By tracing at the function level, you can check the performance of specific tasks and find bottlenecks. To keep your function's logic unchanged, you can use a decorator. This way, you capture detailed trace data without altering the function's main logic.

OpenTelemetry, Tempo, Loki, Prometheus and Grafana: The Open-Source Observability Stack

After collecting your traces with OpenTelemetry, you need a way to store and visualize them. This is where Grafana and Tempo come in. Grafana provides an easy-to-use dashboard interface, while Tempo is a scalable, distributed tracing backend that can store and retrieve traces efficiently.

Tempo is built for high-throughput systems, systems that generate massive amounts of trace data, and organizations looking for a low-cost, scalable tracing solution.

Grafana is one of the most popular open-source tools for visualizing telemetry data. It supports a wide range of data sources, including Tempo, Prometheus, InfluxDB, Loki (for logs), and more. With Grafana, you can visualize traces alongside logs and metrics, allowing for a more unified and comprehensive monitoring experience.

Setting Up FastAPI Microservices

To demonstrate OpenTelemetry tracing in FastAPI, we’ll set up two FastAPI microservices. You can run these on separate ports locally, or better yet, deploy them using Kubernetes.

Basic FastAPI Service Setup

Here is a simple example of two FastAPI services: Service A and Service B. These services will communicate asynchronously using the httpx library for making HTTP requests.

❏ /service_a/main.py

from fastapi import FastAPI
import requests
from otel_config import configure_instrumentation, instrument_fastapi_app

# Configure OpenTelemetry instrumentation
configure_instrumentation()

app = FastAPI()

# Instrument FastAPI for OpenTelemetry
instrument_fastapi_app(app)

@app.get("/call-service-b")
def call_service_b():
    # Make a request to Service B (running on port 8001)
    response = requests.get("http://localhost:8001/service_b")
    return {"response_from_service_b": response.json()}

In this example, Service A makes an asynchronous HTTP call to Service B using the httpx.AsyncClient. Both services are instrumented with OpenTelemetry, enabling the collection of traces.

PROBLEM DETAILS
In the FastAPI tracing text, why use a decorator when tracing at the function level?

PROVIDED RECORDS
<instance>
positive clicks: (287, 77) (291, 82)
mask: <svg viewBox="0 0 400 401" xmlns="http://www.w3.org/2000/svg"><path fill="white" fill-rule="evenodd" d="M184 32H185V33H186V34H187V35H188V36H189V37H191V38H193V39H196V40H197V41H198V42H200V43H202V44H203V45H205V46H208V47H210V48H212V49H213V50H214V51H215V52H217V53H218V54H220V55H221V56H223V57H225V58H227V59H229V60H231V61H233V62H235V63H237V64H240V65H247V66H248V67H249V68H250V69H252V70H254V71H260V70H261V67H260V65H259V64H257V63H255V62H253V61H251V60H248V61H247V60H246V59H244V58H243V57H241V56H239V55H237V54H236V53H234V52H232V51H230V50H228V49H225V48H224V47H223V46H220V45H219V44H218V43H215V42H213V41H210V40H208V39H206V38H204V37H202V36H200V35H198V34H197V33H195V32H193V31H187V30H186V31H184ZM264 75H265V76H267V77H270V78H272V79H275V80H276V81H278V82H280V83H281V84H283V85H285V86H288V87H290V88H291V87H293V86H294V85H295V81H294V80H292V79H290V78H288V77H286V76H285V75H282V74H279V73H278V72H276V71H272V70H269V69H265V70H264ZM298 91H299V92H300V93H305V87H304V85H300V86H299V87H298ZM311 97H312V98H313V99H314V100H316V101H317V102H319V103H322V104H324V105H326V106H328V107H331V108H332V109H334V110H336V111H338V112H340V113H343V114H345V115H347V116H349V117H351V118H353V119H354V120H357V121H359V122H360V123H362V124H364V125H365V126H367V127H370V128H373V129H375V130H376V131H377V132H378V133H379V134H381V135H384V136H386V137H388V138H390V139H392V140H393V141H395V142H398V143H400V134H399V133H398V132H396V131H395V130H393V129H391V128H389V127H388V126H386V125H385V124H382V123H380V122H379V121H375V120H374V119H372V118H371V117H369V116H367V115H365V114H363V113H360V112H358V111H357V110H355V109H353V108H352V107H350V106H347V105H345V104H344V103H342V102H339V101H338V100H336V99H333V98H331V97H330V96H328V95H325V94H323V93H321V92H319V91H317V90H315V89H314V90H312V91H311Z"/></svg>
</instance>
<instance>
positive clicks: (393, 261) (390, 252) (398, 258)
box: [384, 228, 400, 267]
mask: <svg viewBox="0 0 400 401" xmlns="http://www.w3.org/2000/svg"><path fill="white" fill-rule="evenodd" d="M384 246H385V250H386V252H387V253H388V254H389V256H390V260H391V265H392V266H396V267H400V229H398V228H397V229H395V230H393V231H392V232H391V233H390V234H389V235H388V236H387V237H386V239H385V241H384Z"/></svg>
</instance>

RESPONSE BOX
It keeps the function's logic unchanged while still capturing detailed trace data.